TASK PROMPT |
Rewrite every line of the entries below, from the line containing "Expected behaviour: mark a point on the blurred" through the line containing "294], [7, 301]]", and shift each point coordinate in the answers up by 65.

LISTED ENTRIES |
[start]
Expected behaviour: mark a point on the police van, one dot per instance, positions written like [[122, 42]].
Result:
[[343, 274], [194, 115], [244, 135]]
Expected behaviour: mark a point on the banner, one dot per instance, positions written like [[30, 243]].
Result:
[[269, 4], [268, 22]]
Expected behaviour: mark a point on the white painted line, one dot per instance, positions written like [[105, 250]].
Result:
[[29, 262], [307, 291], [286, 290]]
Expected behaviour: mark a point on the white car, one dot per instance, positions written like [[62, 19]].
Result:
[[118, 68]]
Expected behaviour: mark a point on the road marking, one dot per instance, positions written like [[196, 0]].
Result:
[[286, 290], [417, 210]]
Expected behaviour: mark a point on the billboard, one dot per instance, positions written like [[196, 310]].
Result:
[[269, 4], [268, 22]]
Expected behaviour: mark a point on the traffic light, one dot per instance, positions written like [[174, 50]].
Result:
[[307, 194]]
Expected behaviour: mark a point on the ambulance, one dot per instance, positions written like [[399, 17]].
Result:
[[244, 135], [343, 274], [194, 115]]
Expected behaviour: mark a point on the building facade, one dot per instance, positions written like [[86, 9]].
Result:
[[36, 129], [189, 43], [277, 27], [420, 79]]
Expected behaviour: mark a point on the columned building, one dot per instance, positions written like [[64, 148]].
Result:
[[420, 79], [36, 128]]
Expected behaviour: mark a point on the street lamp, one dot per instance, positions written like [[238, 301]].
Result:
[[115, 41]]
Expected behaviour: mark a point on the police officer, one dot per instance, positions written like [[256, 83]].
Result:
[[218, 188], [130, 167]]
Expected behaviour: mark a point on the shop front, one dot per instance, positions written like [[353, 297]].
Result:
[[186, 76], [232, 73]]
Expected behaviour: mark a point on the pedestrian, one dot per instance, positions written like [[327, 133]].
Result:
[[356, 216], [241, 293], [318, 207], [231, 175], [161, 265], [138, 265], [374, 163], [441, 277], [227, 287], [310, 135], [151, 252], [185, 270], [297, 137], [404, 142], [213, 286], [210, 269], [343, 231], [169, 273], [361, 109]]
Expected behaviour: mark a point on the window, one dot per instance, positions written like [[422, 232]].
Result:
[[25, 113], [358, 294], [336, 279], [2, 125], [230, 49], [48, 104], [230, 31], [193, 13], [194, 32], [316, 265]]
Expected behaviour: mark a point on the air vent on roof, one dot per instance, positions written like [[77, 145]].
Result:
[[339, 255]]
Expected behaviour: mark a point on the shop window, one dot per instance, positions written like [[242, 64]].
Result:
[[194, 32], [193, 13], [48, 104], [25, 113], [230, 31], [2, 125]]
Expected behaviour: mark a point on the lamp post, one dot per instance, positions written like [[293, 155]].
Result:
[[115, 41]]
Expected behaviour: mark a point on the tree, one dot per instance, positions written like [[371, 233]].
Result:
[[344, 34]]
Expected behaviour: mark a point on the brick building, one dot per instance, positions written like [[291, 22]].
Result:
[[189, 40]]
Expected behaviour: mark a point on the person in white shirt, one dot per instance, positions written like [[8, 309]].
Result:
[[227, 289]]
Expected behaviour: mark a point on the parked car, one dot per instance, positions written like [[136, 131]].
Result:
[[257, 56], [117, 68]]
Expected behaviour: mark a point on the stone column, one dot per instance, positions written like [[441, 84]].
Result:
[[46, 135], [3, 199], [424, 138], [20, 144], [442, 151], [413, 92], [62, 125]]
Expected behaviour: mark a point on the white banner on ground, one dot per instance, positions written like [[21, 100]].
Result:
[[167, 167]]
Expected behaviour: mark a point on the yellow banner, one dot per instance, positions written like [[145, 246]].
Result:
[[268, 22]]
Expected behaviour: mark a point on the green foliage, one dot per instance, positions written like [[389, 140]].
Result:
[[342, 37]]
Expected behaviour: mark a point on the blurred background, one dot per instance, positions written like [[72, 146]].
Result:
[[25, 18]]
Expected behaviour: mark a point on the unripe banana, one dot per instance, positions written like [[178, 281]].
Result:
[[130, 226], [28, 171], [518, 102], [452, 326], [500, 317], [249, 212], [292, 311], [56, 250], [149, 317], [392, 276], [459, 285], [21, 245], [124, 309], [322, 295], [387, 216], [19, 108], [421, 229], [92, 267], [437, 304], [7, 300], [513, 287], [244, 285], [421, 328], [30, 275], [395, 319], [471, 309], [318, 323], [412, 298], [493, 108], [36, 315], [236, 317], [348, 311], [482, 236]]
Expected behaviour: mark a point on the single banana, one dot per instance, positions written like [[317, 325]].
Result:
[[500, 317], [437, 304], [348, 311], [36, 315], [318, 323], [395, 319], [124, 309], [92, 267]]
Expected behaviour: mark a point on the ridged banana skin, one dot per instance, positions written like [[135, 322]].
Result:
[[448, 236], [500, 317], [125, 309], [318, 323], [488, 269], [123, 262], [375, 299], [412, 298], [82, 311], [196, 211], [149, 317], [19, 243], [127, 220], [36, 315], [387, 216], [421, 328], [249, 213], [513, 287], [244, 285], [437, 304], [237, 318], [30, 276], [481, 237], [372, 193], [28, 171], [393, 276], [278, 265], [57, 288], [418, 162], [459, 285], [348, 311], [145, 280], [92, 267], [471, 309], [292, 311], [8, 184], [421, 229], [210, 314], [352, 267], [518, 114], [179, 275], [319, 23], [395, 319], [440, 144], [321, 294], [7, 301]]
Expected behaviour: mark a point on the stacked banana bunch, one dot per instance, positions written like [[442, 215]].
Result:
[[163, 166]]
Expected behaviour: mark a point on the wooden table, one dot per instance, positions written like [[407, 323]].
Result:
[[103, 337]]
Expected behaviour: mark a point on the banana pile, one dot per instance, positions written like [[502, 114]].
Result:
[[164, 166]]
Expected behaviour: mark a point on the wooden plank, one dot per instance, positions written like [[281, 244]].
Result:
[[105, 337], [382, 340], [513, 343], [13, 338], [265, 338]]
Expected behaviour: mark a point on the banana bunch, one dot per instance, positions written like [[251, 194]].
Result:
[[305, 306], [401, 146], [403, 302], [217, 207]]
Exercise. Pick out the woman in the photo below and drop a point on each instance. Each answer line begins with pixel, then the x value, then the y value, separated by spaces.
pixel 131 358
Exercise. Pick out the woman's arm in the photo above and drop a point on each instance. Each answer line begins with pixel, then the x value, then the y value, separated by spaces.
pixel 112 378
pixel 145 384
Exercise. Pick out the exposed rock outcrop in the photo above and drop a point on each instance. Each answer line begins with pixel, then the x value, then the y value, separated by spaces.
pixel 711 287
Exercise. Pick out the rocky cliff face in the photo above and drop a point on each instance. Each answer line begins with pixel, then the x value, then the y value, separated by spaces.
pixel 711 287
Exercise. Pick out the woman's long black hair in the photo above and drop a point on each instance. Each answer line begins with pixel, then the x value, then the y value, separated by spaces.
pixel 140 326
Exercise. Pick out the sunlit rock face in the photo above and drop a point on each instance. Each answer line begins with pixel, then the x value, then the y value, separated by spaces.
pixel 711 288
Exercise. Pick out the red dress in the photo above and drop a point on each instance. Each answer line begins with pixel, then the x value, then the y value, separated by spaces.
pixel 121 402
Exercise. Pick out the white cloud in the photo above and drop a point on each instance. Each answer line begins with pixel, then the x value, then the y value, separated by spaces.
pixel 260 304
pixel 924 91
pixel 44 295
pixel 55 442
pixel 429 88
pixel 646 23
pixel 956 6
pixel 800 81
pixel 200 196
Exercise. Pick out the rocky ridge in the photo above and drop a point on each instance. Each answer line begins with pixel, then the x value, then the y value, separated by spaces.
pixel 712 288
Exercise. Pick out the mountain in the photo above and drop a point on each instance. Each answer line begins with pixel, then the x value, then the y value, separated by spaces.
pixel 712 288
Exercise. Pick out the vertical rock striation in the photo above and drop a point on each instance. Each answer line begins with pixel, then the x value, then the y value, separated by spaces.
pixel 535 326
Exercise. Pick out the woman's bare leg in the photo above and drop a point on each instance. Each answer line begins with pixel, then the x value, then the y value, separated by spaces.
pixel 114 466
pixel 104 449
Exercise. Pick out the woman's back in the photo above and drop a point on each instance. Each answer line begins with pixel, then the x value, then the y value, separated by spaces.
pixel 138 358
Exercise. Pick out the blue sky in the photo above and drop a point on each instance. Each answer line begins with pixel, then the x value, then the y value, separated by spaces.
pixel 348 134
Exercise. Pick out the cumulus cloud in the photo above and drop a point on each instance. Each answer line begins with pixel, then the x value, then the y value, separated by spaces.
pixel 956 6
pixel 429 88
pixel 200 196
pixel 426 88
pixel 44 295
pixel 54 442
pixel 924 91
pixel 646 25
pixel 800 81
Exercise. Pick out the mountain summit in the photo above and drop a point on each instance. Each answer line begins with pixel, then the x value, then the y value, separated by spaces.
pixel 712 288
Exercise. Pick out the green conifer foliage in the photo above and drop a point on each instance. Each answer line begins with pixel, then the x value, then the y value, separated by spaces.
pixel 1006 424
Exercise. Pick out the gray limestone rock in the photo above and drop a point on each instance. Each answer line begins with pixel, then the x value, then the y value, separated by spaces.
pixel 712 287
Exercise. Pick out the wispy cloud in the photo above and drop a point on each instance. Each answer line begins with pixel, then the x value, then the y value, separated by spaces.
[end]
EXERCISE ANSWER |
Expected behaviour: mark a point on the blurred background, one dot per instance, positions written like [[72, 146]].
Result:
[[90, 83]]
Expected behaviour: mark a point on the unripe banana, one dot per instance, positions written like [[178, 281]].
Result:
[[195, 291], [93, 236], [583, 167], [517, 391], [565, 382], [314, 277], [357, 376], [121, 315], [214, 382], [457, 341], [524, 350], [86, 310], [189, 374], [387, 360], [452, 281], [84, 173], [486, 294], [157, 332], [502, 369], [72, 365], [578, 352], [309, 350], [486, 393], [95, 340], [460, 384], [536, 374], [383, 388], [477, 363], [558, 173], [101, 380], [301, 382], [413, 376], [547, 301]]
Expected behaviour: mark a point on the single banana, one dot per instance, positions written like [[317, 325]].
Result:
[[565, 382], [502, 369], [413, 376], [101, 380], [383, 388], [460, 384], [189, 374], [157, 332]]
Expected behaviour: mark a point on the ridged banana skin, one dot per instance, positions written like [[135, 322]].
Result:
[[513, 301], [565, 382], [190, 374], [383, 388], [553, 334], [188, 327], [440, 364], [477, 363], [147, 376], [261, 276], [214, 382], [84, 308], [192, 285], [101, 380], [452, 281], [486, 393], [314, 278], [578, 352], [309, 350], [502, 369], [302, 383], [95, 341], [546, 302], [437, 258], [93, 236], [458, 341], [343, 330], [122, 353], [483, 227], [524, 350], [413, 376], [210, 345], [157, 332], [536, 374], [357, 376], [73, 249], [486, 294], [275, 379], [417, 332], [583, 179], [244, 340], [384, 88], [460, 384], [505, 209], [386, 359], [72, 366]]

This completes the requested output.